TASK PROMPT: Write out, character for character, only the lines of the entries below that begin at the line containing "the brown sign" and stop after the line containing "Query: brown sign panel".

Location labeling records
● ● ●

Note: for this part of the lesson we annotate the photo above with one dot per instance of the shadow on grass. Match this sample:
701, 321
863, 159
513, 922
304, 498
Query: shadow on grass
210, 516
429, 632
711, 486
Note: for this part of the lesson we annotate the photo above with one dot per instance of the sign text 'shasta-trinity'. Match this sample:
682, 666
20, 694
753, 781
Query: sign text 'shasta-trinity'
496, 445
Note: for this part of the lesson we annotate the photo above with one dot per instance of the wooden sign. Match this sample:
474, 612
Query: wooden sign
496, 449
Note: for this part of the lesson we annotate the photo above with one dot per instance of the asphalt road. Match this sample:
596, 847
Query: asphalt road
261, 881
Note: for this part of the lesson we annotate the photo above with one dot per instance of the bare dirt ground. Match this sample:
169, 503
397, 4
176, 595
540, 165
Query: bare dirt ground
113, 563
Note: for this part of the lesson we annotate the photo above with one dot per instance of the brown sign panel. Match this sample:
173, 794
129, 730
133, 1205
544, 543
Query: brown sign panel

● ● ●

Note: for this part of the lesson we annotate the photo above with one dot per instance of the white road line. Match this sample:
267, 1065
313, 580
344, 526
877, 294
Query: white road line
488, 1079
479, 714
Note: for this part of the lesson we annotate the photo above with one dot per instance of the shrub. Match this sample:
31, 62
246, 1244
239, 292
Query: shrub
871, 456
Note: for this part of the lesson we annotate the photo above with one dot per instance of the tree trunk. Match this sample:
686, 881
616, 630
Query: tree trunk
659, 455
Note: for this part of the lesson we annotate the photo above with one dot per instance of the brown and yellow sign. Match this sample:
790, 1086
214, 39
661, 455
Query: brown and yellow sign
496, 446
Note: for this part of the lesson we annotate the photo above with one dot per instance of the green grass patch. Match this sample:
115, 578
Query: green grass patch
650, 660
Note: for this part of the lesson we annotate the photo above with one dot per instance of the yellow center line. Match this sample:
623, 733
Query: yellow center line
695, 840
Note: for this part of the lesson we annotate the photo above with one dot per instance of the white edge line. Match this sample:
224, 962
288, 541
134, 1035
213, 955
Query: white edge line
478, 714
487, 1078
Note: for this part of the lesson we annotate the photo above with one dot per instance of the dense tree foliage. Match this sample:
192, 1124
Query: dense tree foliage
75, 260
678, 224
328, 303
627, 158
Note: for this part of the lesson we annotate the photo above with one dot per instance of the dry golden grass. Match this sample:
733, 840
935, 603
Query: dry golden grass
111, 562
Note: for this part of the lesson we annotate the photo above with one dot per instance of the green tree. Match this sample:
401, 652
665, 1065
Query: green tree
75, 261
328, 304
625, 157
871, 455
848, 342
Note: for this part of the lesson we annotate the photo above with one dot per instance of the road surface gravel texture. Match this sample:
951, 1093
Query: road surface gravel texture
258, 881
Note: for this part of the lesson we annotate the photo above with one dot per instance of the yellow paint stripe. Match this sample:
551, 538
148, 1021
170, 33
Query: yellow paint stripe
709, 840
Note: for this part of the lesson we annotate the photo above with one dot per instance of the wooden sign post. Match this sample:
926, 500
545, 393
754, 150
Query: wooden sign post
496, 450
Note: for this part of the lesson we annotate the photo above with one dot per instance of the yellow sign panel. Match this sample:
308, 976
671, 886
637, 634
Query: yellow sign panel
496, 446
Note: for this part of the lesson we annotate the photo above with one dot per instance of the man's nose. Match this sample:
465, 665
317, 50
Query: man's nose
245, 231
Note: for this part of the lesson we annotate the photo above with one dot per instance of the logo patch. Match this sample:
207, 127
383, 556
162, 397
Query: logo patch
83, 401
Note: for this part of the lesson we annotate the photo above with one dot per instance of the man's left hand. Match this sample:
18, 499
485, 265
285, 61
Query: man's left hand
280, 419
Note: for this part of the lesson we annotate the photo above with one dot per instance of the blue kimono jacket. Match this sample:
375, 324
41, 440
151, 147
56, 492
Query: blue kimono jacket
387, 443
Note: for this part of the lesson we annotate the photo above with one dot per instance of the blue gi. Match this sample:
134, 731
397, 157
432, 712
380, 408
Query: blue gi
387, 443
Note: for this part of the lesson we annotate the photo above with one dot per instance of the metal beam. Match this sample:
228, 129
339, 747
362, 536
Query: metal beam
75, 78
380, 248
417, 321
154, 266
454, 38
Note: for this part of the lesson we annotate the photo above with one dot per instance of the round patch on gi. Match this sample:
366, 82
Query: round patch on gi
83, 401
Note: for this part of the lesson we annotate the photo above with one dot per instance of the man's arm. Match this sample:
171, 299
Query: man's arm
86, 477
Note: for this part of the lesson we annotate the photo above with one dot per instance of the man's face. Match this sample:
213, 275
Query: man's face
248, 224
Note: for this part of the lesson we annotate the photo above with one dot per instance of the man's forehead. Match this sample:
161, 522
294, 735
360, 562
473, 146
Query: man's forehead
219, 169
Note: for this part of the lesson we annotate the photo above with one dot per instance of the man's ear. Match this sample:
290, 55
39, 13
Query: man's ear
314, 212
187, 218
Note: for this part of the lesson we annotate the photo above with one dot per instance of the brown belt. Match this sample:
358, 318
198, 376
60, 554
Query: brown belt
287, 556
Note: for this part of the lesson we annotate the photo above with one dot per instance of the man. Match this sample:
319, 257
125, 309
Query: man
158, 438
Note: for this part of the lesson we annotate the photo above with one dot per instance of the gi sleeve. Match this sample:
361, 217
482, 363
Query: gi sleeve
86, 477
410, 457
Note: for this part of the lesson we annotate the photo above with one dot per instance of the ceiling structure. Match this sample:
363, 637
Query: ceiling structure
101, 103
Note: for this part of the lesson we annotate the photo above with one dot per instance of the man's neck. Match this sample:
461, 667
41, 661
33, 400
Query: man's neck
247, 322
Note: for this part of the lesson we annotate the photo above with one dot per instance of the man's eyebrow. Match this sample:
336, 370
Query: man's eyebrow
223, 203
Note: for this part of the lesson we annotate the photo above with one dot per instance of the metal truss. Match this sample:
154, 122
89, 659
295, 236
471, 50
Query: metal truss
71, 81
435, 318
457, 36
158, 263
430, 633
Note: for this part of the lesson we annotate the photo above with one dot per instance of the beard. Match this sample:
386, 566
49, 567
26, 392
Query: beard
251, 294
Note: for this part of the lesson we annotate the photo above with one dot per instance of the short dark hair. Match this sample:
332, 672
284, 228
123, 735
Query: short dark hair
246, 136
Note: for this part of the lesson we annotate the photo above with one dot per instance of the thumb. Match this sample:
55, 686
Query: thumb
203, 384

● ● ●

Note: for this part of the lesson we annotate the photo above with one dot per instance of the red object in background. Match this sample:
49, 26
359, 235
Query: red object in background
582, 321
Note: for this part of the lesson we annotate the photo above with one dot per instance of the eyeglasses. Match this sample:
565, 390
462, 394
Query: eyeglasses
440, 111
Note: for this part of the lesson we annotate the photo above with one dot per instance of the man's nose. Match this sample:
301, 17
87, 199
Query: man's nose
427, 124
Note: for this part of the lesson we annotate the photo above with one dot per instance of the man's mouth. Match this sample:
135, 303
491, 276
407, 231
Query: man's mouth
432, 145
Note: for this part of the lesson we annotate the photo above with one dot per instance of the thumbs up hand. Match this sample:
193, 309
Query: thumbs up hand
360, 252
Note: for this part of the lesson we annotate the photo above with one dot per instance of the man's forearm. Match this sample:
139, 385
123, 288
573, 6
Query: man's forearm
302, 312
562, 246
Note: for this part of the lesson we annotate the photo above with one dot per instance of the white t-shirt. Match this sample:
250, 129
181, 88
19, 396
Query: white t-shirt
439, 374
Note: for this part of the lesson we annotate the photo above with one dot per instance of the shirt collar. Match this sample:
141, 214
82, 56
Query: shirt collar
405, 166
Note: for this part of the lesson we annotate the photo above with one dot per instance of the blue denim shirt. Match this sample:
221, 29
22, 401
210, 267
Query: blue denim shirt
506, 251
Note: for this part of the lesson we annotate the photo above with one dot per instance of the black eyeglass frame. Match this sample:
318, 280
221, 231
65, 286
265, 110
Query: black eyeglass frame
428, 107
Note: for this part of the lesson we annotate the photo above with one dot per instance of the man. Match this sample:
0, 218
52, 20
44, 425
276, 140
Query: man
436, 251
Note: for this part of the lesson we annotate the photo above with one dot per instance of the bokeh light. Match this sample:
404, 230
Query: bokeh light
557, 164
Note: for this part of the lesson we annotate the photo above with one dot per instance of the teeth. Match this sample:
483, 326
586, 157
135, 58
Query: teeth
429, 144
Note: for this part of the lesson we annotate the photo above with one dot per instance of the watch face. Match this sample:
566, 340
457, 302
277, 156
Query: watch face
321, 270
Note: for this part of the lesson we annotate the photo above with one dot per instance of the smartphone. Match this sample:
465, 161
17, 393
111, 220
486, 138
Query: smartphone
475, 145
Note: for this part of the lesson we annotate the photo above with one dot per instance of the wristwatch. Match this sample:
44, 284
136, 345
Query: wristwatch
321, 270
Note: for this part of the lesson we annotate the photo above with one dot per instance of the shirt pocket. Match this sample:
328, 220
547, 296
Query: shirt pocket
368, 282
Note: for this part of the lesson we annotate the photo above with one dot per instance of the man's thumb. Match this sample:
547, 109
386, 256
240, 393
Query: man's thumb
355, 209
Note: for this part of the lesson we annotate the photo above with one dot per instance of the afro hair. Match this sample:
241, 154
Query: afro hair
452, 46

● ● ●

FINAL ANSWER:
Note: for this part of the lesson we annotate the photo above with one dot per instance of the brown sign panel. Match this sample:
173, 794
129, 730
133, 1205
544, 543
Query: brown sign panel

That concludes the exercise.